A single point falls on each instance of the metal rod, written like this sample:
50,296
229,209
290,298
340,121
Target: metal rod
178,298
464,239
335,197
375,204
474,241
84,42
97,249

————

TASK TO COMPLETE – Can you write out every line of the records above again, requests included, with each coordinate in the answers multiplied by 0.55 and rounded to a whole number, halves rounded up? Leave the numbers in the requests and their format samples as they are.

CORRECT OUTPUT –
A single point falls on each instance of the metal rod, written like this sample:
50,296
229,209
290,298
340,121
Target: metal rod
98,164
255,131
184,108
206,112
261,133
46,23
53,137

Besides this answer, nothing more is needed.